**Aufgabenstellung**
Nenne alle geografischen Namen, die im angezeigten Text vorkommen. Führe jeden nur einmal auf, in der Reihenfolge ihres ersten Auftretens.

Im Gewühl einer Kneipe sitzen drei Personen nebeneinander am Tresen. Die Kamera nimmt sie quer durch den Raum in der Halbtotale in den Blick. Man sieht, wie sich die Frau mit dem einen Mann unterhält, während der andere aus dem Gespräch ausgeschlossen zu sein scheint. Der Lärm der Kneipe schluckt, was die beiden sagen, man sieht nur die Bewegungen ihrer Münder. Aber man sieht noch etwas, was die Interpretationssucht des Betrachters sogleich triggert: Der ausgeschlossene Dritte ist weiß, die zwei anderen sehen asiatisch aus. Sofort beginnt der Zuschauer zu spekulieren. Vielleicht sind die beiden ja Geschwister, und sie stellt den Bruder ihrem weißen Ehemann vor, der wegen der Sprachbarriere nur stummer Teilnehmer ist?

Cut. Seoul, Korea. Ein Junge und ein Mädchen auf ihrem Heimweg von der Schule. Sie sind vielleicht zehn Jahre alt. Der Junge spürt, dass seiner besten Freundin irgendetwas nicht passt, sie ist mürrisch. Er hat einen Verdacht: Vermutlich wurmt es sie, die sonst immer die Klassenbeste ist, dass diesmal er die Topzensur nach Hause gebracht hat. In der nächsten Einstellung sieht man das Mädchen, wie es englische Vornamen durchprobiert. Der Vater schlägt "Leonore" vor, dann könnten ihre Freunde sie Nora rufen. Die Familie plant auszuwandern. Von Seoul nach Toronto. Deshalb die Umtaufung: Um in ein neues Leben aufzubrechen, muss man manchmal den alten Namen ablegen.

**Einträge**

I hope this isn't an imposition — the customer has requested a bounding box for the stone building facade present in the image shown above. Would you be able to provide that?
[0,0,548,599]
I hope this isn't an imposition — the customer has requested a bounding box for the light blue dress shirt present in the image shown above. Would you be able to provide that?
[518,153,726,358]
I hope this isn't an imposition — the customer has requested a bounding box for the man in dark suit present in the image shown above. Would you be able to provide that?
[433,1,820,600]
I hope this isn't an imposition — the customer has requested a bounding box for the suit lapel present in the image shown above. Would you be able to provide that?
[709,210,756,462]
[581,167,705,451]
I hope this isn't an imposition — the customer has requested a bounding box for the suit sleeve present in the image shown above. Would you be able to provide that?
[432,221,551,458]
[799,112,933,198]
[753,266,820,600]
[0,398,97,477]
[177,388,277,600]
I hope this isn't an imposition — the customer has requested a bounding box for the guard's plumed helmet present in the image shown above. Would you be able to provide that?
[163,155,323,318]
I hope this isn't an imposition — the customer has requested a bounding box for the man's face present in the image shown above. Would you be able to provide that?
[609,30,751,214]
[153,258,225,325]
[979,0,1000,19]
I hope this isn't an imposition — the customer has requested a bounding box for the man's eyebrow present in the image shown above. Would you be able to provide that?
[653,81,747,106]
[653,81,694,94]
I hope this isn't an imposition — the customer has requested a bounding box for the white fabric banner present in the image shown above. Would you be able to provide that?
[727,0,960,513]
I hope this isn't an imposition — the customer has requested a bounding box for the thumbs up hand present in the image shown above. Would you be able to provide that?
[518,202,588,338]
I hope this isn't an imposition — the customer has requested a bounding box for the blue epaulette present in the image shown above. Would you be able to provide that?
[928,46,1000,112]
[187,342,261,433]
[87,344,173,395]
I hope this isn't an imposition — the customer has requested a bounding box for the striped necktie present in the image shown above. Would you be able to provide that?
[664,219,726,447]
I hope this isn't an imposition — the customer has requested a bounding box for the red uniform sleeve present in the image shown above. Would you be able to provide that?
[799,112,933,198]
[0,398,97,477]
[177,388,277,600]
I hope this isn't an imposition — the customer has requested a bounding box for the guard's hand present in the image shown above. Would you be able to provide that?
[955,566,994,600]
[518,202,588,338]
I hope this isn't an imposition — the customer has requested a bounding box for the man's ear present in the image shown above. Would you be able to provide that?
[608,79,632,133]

**Vollständige Ausgabe**
Seoul, Korea, Toronto